[Start of DATA ROWS]

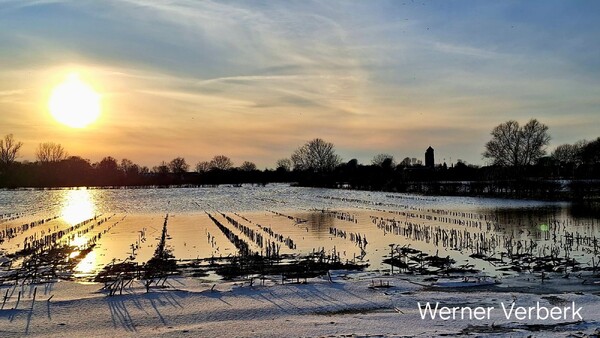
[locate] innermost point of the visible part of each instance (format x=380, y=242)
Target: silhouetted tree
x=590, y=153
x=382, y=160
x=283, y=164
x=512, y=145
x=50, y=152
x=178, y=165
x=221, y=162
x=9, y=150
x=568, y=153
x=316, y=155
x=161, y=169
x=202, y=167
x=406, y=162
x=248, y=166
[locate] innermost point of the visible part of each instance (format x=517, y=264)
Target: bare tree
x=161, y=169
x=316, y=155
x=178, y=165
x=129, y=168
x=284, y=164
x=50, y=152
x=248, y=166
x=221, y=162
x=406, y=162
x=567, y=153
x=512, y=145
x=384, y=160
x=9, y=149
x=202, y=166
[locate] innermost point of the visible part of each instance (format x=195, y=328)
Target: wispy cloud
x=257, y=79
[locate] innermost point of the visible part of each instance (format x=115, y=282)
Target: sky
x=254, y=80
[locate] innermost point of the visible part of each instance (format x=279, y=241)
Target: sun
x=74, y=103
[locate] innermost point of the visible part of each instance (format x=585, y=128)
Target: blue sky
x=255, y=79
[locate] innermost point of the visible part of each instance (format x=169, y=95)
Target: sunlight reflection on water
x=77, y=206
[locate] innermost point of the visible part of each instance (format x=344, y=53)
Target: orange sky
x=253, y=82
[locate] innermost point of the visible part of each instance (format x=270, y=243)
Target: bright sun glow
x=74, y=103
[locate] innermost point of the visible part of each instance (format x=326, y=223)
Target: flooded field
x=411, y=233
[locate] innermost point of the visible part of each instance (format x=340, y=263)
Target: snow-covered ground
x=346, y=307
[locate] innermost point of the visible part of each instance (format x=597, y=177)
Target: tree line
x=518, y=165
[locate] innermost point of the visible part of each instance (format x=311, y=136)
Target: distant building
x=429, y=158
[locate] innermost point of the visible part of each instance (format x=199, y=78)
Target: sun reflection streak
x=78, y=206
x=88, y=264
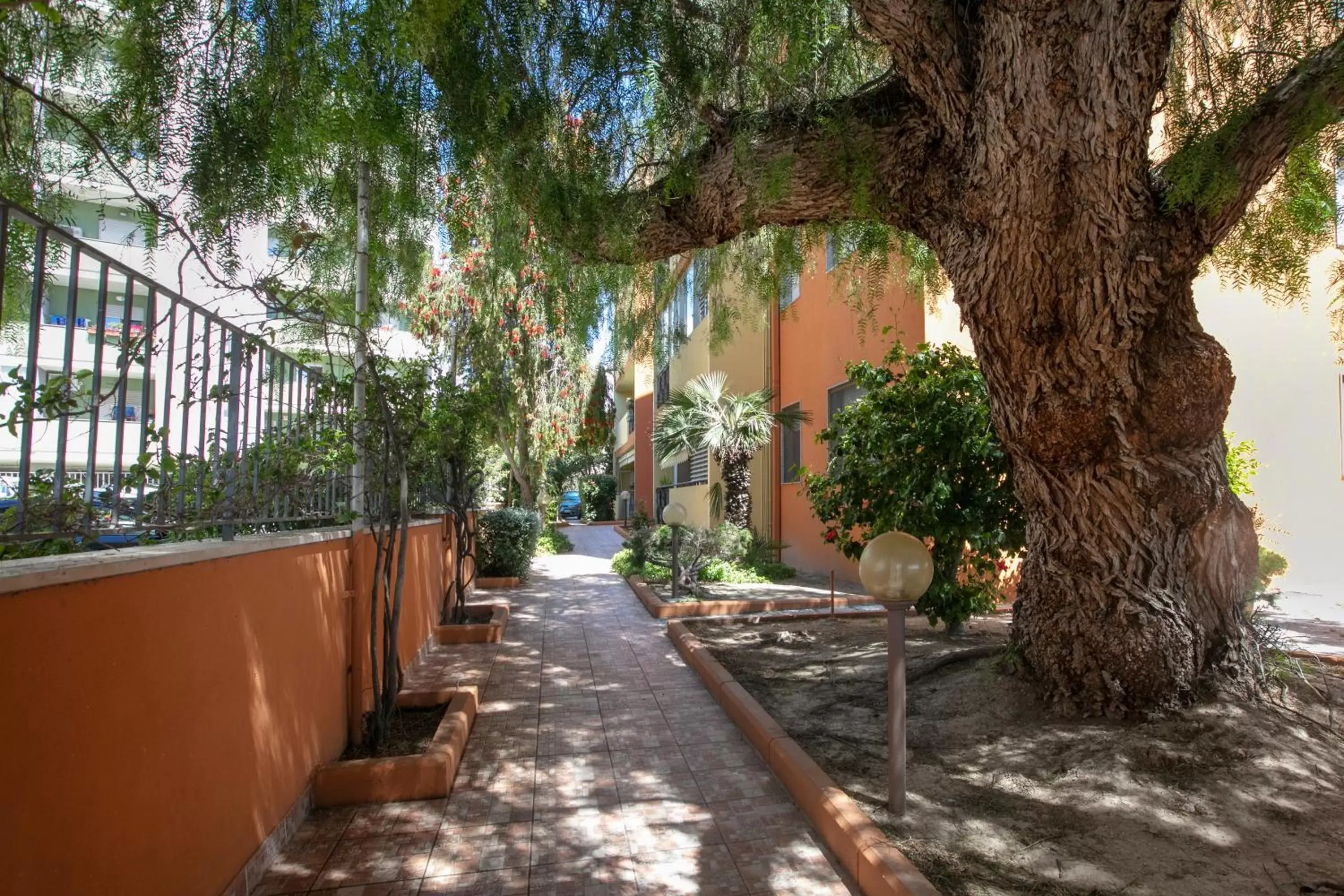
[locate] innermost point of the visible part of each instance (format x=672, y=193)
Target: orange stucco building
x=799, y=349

[End of DATA ROWS]
[Start of DATA ROWS]

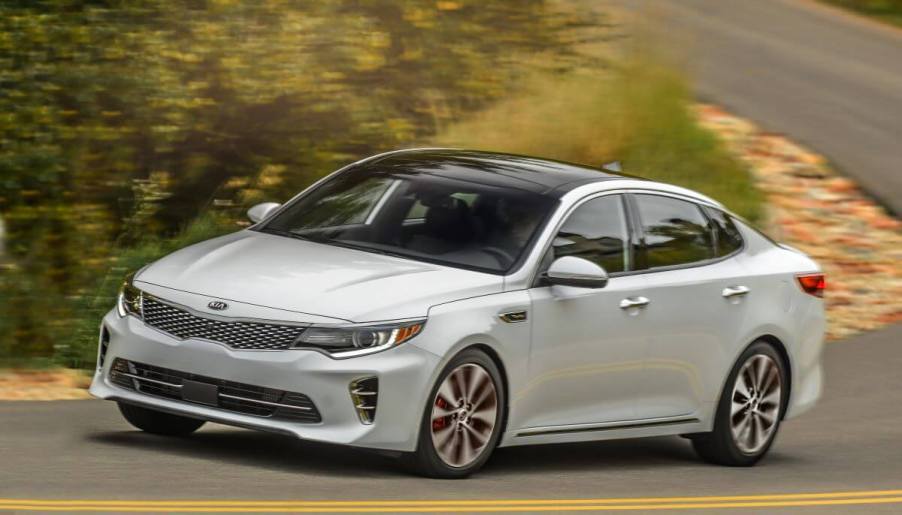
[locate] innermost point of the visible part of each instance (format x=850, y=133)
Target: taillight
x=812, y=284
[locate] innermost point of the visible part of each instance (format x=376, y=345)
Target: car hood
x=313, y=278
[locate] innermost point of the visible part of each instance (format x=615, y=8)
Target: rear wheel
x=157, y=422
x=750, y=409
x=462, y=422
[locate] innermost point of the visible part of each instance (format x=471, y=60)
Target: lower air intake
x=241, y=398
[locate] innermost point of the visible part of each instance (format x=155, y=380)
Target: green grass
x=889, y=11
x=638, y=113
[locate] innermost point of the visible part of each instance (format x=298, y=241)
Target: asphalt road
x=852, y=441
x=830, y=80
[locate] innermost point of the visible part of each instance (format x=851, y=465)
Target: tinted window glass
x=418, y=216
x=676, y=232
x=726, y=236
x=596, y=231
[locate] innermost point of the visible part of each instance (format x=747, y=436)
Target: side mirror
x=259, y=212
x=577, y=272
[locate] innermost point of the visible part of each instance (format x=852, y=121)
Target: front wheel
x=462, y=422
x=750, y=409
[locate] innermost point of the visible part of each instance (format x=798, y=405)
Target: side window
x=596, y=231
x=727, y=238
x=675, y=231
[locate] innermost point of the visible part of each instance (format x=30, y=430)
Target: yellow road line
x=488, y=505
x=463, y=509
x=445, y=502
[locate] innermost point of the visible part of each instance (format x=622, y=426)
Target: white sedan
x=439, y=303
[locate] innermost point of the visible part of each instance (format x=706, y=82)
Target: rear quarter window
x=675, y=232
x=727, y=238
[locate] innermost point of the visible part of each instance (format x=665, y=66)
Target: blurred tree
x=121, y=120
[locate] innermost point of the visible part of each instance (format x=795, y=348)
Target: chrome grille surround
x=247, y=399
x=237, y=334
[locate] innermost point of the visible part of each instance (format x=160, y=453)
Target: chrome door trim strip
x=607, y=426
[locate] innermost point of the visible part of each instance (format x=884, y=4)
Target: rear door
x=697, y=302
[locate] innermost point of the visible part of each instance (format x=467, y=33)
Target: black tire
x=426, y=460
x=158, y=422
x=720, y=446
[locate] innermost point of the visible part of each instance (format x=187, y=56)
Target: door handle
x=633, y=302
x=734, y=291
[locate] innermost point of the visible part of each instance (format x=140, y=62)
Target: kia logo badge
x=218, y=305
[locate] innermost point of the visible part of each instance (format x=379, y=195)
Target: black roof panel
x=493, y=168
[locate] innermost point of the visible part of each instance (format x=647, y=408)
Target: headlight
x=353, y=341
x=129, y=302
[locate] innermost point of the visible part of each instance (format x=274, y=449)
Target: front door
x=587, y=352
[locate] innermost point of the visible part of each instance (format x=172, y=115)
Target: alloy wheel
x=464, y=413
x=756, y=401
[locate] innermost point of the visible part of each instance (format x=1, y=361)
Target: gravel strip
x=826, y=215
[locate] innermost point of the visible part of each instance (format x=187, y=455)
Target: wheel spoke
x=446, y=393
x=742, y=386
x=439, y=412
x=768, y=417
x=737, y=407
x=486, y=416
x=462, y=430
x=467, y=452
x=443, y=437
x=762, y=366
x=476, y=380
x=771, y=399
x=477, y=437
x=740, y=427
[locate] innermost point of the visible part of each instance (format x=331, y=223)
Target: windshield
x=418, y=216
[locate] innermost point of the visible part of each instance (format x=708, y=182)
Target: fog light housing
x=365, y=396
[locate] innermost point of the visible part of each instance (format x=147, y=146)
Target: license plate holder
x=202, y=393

[End of DATA ROWS]

▶ GOAL
Starting with the row that contains "(format x=279, y=241)" and going on through the row that contains "x=429, y=158", rewrite those rows as a numbered list with blank lines omitted.

▶ ANSWER BELOW
1. [locate] innermost point of the visible part of each instance (format x=279, y=241)
2. Target: sun
3. x=74, y=103
4. [locate] innermost point of the visible part of each instance (format x=585, y=128)
5. Target: blue sky
6. x=255, y=79
7. [locate] innermost point of the visible part of each instance (format x=169, y=95)
8. Target: sunlight reflection on water
9. x=77, y=206
10. [locate] innermost point of the visible part of each instance (format x=344, y=53)
11. Target: orange sky
12. x=253, y=82
13. [locate] innermost point of the visible part of each instance (format x=270, y=243)
14. Target: bright sun glow
15. x=74, y=103
16. [locate] innermost point of the visible part of each instance (format x=326, y=223)
17. Target: flooded field
18. x=411, y=233
19. [locate] innermost point of the visible part of each instance (format x=340, y=263)
20. Target: snow-covered ground
21. x=346, y=307
22. [locate] innermost point of the visible part of each instance (format x=597, y=177)
23. Target: tree line
24. x=518, y=165
25. [locate] innermost point of the visible part of each instance (format x=311, y=136)
26. Target: distant building
27. x=429, y=158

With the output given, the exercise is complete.